EXTRACTED RECORDS:
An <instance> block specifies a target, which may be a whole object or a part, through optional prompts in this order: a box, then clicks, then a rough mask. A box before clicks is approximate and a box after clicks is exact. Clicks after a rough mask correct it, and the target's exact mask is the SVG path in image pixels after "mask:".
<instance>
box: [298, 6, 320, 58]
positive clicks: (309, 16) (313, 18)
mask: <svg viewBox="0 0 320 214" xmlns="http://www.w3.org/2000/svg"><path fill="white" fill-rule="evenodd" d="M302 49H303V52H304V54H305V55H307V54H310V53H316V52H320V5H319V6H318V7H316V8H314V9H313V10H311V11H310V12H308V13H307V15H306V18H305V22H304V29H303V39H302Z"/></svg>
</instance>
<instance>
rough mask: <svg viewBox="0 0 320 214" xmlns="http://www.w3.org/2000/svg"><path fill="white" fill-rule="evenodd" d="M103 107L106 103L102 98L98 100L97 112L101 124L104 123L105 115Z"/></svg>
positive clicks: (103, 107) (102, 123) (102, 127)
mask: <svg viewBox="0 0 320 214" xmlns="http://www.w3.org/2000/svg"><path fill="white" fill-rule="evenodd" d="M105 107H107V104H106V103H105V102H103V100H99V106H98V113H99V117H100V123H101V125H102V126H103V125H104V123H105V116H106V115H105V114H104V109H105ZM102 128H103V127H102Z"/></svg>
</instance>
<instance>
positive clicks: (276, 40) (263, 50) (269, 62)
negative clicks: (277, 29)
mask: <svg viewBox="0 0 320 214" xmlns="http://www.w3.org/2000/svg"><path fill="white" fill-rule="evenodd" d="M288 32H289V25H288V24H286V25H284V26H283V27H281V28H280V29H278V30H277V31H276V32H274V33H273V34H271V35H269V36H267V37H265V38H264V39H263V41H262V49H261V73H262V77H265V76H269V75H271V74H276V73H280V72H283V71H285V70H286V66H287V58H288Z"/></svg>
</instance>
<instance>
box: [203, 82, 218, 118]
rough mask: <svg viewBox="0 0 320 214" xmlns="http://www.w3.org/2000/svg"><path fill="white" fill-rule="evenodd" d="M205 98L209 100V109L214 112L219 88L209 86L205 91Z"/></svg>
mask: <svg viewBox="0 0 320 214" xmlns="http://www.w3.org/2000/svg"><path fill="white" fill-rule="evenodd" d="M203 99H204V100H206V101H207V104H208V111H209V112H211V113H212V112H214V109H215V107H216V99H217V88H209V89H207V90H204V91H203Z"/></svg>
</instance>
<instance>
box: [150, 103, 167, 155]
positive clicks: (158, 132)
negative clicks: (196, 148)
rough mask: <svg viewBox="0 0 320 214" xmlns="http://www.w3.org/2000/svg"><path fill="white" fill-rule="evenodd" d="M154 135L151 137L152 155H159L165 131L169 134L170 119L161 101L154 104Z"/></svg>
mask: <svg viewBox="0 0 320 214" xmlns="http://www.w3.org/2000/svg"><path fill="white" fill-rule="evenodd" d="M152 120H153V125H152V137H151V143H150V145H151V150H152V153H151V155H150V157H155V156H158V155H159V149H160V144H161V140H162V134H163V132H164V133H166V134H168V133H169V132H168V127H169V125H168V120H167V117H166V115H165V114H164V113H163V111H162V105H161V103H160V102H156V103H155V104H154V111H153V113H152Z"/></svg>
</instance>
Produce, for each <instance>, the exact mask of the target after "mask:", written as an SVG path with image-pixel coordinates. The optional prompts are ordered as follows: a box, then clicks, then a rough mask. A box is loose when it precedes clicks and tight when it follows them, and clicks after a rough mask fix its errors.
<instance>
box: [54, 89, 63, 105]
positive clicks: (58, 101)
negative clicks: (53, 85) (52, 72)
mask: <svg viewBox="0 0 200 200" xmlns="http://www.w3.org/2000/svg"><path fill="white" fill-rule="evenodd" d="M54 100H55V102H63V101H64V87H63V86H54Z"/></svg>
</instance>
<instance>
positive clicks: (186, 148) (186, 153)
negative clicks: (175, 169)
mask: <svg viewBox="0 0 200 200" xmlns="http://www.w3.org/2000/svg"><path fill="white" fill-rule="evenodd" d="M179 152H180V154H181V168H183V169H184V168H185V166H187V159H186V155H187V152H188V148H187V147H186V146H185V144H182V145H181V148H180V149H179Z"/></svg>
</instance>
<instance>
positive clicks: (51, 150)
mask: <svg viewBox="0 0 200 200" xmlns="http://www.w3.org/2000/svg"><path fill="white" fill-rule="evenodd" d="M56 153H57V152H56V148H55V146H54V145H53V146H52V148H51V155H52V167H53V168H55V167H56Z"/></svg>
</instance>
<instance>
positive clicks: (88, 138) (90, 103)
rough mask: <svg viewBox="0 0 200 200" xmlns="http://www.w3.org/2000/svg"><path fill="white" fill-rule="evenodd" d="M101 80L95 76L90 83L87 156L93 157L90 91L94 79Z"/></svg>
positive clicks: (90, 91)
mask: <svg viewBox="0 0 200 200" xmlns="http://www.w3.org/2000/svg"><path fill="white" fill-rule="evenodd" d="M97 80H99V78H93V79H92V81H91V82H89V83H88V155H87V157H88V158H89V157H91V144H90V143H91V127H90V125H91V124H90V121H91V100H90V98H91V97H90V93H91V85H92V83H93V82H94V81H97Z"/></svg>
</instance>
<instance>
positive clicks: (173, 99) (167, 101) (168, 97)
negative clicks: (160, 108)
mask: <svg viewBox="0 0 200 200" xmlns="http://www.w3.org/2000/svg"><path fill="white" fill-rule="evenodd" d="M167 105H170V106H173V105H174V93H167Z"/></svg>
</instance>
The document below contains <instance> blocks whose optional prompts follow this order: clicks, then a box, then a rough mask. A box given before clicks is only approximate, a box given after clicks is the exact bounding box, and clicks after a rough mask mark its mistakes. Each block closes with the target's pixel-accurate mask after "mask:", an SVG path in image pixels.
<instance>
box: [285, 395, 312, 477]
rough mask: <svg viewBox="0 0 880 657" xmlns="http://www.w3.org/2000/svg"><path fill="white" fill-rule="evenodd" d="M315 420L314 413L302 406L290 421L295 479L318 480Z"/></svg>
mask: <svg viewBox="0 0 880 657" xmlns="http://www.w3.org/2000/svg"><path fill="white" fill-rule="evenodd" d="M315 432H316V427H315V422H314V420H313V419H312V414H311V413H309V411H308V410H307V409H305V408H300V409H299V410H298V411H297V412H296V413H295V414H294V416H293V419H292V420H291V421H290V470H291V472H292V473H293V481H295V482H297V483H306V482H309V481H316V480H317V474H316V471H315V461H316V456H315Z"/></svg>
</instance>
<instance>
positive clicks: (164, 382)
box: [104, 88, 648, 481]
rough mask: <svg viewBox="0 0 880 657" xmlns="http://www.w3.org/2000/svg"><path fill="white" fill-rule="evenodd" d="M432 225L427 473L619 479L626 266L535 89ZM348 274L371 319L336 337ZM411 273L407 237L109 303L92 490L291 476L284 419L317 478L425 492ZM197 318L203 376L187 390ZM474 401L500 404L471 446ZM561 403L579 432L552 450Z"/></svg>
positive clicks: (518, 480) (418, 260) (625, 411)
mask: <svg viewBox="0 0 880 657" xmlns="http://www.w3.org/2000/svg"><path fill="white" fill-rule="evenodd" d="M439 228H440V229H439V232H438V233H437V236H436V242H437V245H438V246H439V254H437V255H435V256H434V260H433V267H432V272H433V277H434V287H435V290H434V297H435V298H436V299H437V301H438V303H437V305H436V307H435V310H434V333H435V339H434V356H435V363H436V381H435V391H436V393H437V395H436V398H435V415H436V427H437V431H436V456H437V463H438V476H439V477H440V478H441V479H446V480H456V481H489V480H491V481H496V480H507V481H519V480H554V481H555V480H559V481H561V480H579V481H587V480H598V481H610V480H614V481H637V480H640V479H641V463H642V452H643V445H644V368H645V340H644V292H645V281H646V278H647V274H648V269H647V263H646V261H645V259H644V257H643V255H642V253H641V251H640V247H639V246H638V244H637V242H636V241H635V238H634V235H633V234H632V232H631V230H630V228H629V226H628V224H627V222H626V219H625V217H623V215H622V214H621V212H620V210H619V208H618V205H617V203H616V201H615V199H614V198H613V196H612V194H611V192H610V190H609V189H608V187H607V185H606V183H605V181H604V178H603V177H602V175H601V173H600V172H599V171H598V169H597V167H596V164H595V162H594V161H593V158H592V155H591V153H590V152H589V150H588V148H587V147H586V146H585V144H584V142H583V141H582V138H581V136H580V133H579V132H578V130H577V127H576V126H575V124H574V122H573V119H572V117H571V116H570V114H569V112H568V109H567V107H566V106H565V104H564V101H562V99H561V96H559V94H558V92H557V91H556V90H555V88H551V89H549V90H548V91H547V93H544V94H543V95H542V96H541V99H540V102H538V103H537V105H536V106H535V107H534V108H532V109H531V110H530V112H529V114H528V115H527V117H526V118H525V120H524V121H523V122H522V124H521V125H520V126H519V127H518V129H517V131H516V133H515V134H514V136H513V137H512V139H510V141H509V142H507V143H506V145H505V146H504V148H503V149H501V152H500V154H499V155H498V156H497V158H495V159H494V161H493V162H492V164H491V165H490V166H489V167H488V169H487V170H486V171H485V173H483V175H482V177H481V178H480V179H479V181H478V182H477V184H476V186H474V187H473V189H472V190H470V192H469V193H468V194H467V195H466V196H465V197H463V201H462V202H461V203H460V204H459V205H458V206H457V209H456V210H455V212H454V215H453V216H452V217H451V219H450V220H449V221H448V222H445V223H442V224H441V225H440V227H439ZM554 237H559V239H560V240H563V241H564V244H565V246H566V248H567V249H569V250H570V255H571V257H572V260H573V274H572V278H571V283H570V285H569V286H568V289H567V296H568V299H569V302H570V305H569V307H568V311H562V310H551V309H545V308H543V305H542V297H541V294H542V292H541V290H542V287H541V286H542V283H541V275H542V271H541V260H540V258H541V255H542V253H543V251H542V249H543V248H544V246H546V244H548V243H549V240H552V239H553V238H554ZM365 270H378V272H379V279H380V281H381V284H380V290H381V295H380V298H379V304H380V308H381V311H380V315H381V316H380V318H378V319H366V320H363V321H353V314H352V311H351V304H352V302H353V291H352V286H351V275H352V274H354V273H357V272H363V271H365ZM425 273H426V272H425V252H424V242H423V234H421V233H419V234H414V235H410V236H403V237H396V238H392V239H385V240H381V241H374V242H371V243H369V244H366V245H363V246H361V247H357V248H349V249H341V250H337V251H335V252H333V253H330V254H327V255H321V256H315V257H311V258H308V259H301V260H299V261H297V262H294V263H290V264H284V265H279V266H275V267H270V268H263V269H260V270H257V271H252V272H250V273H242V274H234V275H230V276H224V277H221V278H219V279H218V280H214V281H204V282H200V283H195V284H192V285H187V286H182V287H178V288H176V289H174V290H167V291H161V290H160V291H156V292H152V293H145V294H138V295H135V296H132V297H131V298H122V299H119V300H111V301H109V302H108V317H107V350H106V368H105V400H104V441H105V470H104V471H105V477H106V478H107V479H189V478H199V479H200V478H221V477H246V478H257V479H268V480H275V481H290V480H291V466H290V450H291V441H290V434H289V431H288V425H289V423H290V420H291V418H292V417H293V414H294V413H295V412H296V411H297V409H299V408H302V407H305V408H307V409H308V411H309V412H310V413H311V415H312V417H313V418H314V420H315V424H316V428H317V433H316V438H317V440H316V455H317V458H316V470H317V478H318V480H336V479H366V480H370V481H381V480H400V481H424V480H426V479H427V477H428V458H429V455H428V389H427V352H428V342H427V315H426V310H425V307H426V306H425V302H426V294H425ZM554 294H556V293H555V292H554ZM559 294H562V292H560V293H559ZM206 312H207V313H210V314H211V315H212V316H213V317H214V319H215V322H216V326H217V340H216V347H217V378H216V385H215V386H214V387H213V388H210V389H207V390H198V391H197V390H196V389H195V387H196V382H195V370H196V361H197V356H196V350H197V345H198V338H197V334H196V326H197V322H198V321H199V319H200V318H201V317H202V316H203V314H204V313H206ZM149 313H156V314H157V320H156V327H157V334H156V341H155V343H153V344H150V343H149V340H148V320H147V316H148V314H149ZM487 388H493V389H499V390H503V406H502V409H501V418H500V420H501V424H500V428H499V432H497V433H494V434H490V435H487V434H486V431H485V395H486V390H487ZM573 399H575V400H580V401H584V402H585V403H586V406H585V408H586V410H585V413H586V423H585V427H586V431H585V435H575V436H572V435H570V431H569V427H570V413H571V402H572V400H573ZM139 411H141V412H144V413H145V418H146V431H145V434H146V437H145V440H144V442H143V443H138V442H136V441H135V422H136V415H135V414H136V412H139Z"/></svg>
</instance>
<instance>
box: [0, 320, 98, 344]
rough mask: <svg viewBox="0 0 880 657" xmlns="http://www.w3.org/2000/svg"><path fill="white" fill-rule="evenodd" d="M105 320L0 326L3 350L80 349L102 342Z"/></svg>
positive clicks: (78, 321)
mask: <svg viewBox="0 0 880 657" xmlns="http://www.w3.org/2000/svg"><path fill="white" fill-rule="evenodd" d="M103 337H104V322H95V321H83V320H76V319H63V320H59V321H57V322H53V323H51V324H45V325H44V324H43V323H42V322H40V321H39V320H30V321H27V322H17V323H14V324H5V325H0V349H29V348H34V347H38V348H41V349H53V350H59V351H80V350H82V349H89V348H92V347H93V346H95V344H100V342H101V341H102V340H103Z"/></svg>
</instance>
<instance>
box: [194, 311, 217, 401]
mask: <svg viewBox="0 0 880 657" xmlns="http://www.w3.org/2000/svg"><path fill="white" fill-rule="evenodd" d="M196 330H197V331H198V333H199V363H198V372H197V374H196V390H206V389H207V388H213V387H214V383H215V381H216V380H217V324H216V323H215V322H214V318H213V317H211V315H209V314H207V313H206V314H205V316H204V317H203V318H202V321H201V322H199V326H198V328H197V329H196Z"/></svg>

AIM OF THE TASK: Among the lines of the data, some may include "block" as a word or string; report how many, and nothing else.

EXERCISE RESULT: 2